* [Set exercise]: Multiply every x and y coordinate in the answers by 0.4, rounding to whole numbers with halves rounded up, and write out the data again from the line with "Could you please identify the residential" through the last line of the data, including both. Leave all other text unchanged, and give only these lines.

* [Given data]:
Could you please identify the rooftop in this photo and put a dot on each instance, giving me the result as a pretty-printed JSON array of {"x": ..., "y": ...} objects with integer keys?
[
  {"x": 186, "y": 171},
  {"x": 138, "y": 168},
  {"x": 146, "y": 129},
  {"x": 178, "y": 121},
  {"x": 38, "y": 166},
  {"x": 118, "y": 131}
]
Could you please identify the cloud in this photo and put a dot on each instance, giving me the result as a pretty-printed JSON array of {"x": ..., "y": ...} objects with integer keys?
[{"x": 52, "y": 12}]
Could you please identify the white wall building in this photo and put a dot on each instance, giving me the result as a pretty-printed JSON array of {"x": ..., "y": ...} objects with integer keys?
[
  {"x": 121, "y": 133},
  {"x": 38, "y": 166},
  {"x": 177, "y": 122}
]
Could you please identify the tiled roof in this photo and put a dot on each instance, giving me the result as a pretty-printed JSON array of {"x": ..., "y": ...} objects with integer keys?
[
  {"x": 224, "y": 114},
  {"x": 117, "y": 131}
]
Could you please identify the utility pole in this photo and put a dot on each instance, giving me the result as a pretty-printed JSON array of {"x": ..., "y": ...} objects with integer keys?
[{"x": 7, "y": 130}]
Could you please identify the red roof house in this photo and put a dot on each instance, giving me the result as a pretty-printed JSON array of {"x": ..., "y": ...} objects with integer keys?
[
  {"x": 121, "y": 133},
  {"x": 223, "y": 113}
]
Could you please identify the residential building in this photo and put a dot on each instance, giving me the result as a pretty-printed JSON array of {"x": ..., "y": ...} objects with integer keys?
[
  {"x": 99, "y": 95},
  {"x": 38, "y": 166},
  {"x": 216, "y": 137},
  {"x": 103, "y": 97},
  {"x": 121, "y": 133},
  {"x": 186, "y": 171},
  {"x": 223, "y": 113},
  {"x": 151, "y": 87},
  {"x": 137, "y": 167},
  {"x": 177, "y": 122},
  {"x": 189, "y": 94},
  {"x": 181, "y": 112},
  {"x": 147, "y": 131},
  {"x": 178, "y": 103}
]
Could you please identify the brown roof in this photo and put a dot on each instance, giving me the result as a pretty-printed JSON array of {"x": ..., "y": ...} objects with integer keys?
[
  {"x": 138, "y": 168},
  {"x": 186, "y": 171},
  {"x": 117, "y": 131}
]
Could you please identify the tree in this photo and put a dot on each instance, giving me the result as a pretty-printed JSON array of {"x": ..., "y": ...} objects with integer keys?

* [Written response]:
Could you please identify the residential building in this photo and put a dot on each instance, giving me the result as a pretty-printed JSON array of {"x": ..., "y": ...} objects with integer keys?
[
  {"x": 40, "y": 38},
  {"x": 15, "y": 66},
  {"x": 86, "y": 55},
  {"x": 41, "y": 39},
  {"x": 48, "y": 53},
  {"x": 74, "y": 68},
  {"x": 89, "y": 45},
  {"x": 60, "y": 35},
  {"x": 55, "y": 67},
  {"x": 71, "y": 49},
  {"x": 76, "y": 38},
  {"x": 72, "y": 45},
  {"x": 59, "y": 52},
  {"x": 71, "y": 41}
]
Could you please identify the brown roof in this photo and put a dot on each instance, giving me the result as a pretty-printed JSON array of {"x": ..., "y": ...} objects with integer keys?
[
  {"x": 55, "y": 67},
  {"x": 74, "y": 68},
  {"x": 47, "y": 52}
]
Could you please identify the tree in this photo and put a dot on each instance, giving me the result as a pretty-printed JSON array of {"x": ..., "y": ...} objects with integer keys?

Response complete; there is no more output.